> **YOUR TASK**
Could you write out, word for word, the stretch of the data below that opens with its first line and closes with the line containing "[991,396,1148,735]", both ends included? Leave the pictures out of your answer.
---------- RECORDS PROVIDED ----------
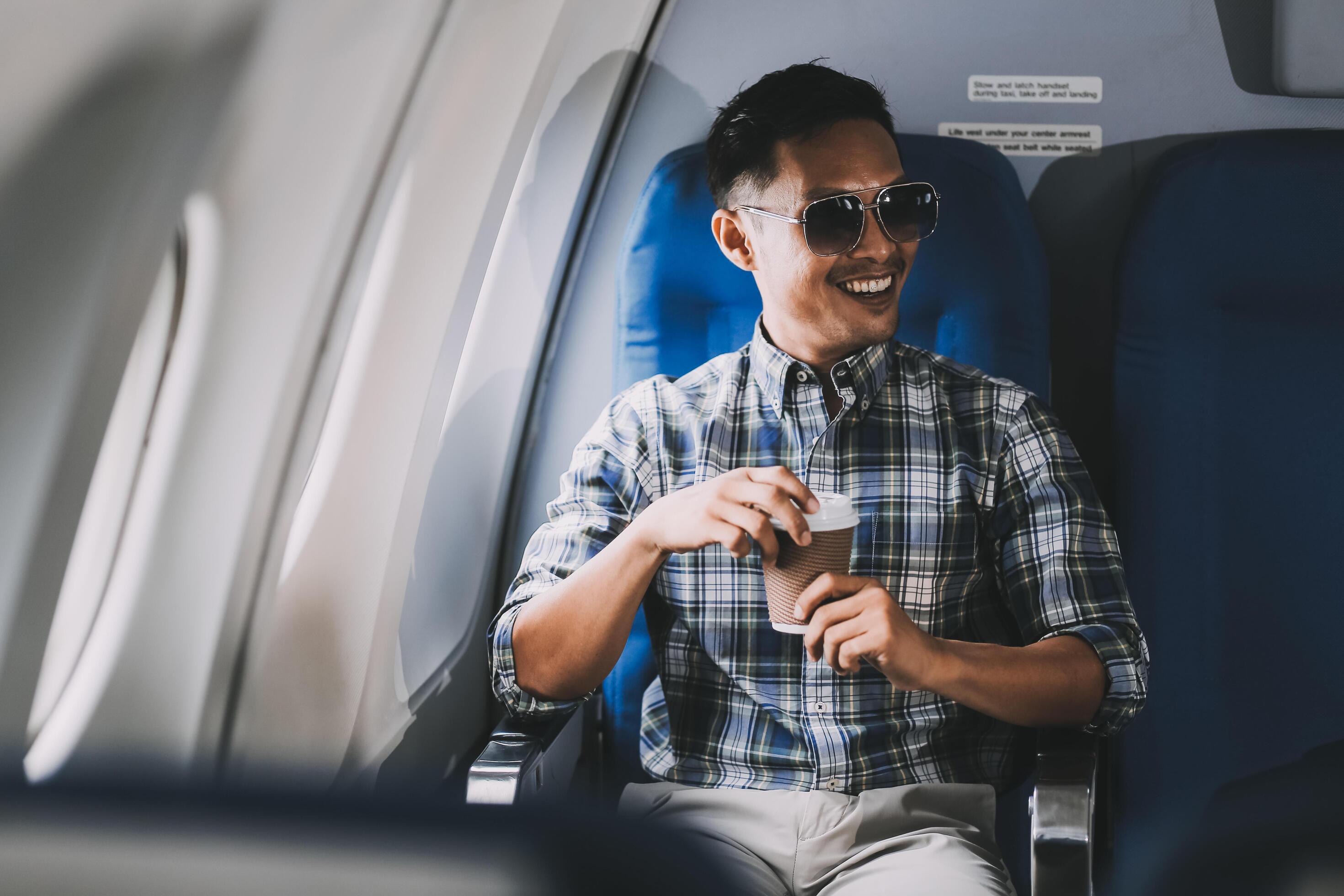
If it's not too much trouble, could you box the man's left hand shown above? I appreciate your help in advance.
[795,572,938,690]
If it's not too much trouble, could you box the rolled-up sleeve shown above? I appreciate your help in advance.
[485,395,648,716]
[991,396,1148,735]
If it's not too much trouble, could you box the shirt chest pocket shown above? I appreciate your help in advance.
[855,502,987,638]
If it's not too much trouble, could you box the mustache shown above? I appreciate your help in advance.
[827,258,906,283]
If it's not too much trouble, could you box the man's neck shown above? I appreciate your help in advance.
[761,320,853,379]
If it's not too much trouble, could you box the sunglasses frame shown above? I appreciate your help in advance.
[734,180,942,258]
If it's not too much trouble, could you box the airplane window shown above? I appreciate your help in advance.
[28,231,187,739]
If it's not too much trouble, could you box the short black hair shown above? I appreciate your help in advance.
[704,60,901,208]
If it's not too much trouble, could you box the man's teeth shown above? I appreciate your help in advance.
[840,274,891,294]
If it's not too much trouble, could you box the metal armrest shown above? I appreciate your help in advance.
[466,707,583,805]
[1028,731,1097,896]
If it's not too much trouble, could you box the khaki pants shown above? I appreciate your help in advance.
[619,782,1013,896]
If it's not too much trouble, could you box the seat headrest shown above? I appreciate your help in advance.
[616,134,1050,396]
[1118,130,1344,337]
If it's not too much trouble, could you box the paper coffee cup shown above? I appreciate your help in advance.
[765,492,859,634]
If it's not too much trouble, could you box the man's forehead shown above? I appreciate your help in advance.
[775,121,907,202]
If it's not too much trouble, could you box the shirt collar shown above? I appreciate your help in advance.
[749,317,894,419]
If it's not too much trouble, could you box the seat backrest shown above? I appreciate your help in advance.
[1114,132,1344,868]
[603,134,1050,800]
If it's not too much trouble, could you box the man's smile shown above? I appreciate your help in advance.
[833,263,905,304]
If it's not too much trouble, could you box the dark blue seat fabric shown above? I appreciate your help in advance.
[602,134,1050,880]
[1114,132,1344,869]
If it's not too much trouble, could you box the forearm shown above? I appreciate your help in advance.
[513,520,665,700]
[925,635,1106,728]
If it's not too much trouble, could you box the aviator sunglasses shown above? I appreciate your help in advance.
[738,183,942,258]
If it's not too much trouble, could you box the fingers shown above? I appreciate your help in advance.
[715,501,779,565]
[743,466,821,518]
[802,599,863,662]
[706,520,751,560]
[831,631,882,676]
[795,572,882,619]
[720,480,812,544]
[821,618,868,674]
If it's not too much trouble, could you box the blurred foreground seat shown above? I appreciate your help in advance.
[1114,132,1344,886]
[0,789,731,896]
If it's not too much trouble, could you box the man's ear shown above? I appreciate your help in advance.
[709,208,757,270]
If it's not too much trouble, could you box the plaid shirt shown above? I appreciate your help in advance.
[488,321,1148,794]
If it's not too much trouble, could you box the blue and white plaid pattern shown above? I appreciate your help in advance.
[488,321,1148,794]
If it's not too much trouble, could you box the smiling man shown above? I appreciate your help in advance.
[489,64,1148,896]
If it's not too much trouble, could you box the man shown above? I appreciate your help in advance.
[489,64,1147,896]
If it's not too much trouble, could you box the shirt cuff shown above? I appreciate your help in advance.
[1042,623,1148,736]
[488,602,593,716]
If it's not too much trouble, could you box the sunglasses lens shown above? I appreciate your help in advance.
[802,196,863,255]
[878,184,938,243]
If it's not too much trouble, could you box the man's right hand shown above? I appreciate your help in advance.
[630,466,821,565]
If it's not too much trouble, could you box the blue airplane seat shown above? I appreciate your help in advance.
[602,134,1050,880]
[1114,132,1344,869]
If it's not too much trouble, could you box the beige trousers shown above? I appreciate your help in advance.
[619,782,1013,896]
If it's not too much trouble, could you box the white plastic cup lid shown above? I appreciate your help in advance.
[770,492,859,532]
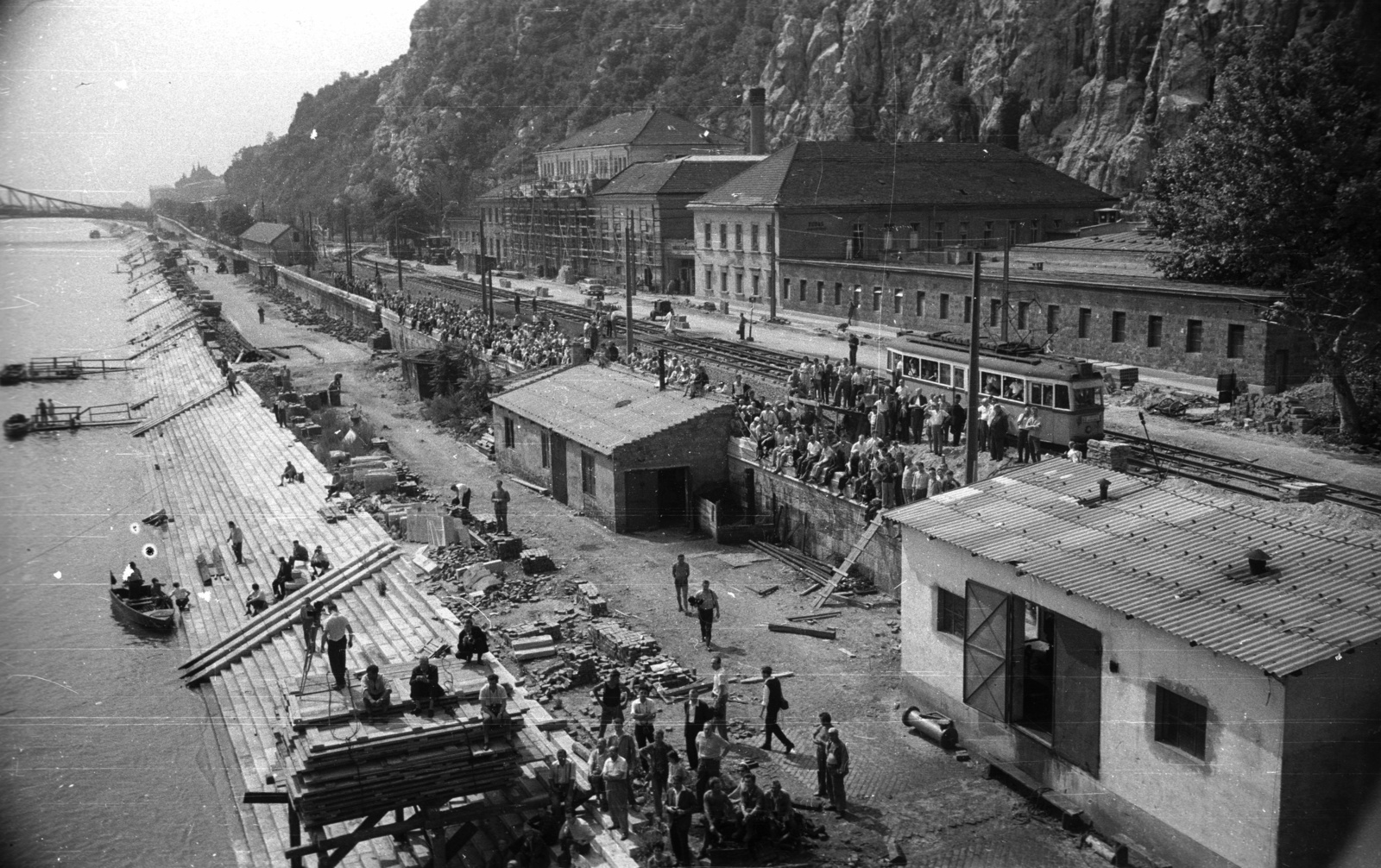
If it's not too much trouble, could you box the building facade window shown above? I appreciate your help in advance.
[580,451,596,497]
[935,588,965,639]
[1146,316,1165,349]
[1185,320,1204,353]
[1156,684,1208,759]
[1227,325,1247,359]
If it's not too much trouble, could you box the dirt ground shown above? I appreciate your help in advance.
[198,261,1100,868]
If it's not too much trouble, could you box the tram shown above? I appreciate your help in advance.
[886,332,1103,446]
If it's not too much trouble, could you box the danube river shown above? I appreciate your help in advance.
[0,219,240,868]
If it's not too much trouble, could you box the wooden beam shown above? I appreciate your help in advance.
[283,796,551,864]
[316,811,387,868]
[768,624,834,639]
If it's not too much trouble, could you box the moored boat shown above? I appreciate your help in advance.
[110,573,177,633]
[4,412,33,440]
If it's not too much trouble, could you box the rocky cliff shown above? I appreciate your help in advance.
[226,0,1381,219]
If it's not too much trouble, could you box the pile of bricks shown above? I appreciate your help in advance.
[1280,481,1328,504]
[590,619,661,666]
[576,582,609,619]
[1084,440,1131,472]
[520,548,557,576]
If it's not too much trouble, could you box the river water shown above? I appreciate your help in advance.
[0,219,236,868]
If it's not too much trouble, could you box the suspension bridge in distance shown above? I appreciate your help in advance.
[0,184,149,221]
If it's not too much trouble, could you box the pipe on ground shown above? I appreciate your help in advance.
[902,705,958,751]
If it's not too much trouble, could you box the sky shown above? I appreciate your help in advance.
[0,0,423,205]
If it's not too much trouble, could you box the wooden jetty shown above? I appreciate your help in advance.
[127,279,640,868]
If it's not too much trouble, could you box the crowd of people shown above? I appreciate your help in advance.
[382,292,575,368]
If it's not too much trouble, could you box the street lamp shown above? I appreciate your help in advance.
[331,195,355,286]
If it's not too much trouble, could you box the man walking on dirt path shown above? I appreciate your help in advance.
[762,666,796,753]
[696,578,720,649]
[810,711,834,799]
[489,479,509,534]
[672,555,690,614]
[225,522,244,567]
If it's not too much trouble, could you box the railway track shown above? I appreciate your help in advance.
[387,274,799,380]
[1103,428,1381,515]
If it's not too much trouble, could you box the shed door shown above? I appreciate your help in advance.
[551,432,568,504]
[964,581,1011,721]
[1051,614,1103,777]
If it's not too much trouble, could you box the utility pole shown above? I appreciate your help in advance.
[1003,221,1012,343]
[623,219,633,359]
[964,249,983,486]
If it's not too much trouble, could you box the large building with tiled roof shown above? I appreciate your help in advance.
[537,109,744,181]
[886,447,1381,868]
[493,364,734,532]
[591,154,765,295]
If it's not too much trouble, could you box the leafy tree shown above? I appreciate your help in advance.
[1146,19,1381,439]
[217,203,254,237]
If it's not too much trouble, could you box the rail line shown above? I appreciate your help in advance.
[1103,428,1381,515]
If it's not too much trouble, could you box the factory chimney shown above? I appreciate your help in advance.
[748,87,768,154]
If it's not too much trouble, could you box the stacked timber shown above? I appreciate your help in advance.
[285,716,534,828]
[590,619,661,666]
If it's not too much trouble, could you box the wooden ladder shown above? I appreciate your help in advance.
[810,515,882,608]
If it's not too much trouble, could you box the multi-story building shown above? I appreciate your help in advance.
[457,109,743,277]
[689,142,1116,298]
[591,154,765,294]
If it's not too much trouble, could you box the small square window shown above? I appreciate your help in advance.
[1156,684,1208,759]
[935,588,967,639]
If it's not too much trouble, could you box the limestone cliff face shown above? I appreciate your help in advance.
[228,0,1377,214]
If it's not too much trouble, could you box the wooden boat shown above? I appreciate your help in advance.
[110,573,177,633]
[4,412,33,440]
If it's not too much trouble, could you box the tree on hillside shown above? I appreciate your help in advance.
[1146,21,1381,439]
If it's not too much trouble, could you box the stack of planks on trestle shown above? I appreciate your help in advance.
[285,716,540,828]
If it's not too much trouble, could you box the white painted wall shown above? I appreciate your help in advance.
[902,529,1284,868]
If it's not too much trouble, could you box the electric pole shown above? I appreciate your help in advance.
[964,249,983,486]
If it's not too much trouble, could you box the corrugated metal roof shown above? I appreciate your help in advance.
[493,364,730,456]
[886,461,1381,675]
[240,221,292,244]
[699,141,1114,209]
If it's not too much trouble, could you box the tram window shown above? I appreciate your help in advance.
[1003,377,1026,401]
[1075,387,1098,410]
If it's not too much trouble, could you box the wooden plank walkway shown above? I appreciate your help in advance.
[121,288,635,868]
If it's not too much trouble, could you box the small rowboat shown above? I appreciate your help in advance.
[110,573,177,633]
[4,412,33,440]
----------
> **PROBLEM SOLUTION**
If it's not too much trouble, could you box the man's left hand shown above? I appreciate your help in advance.
[795,572,938,690]
If it's not too much trouble, could you box the rolled-up sleeve shown above? I appreciate your help in advance.
[485,395,648,716]
[991,396,1148,735]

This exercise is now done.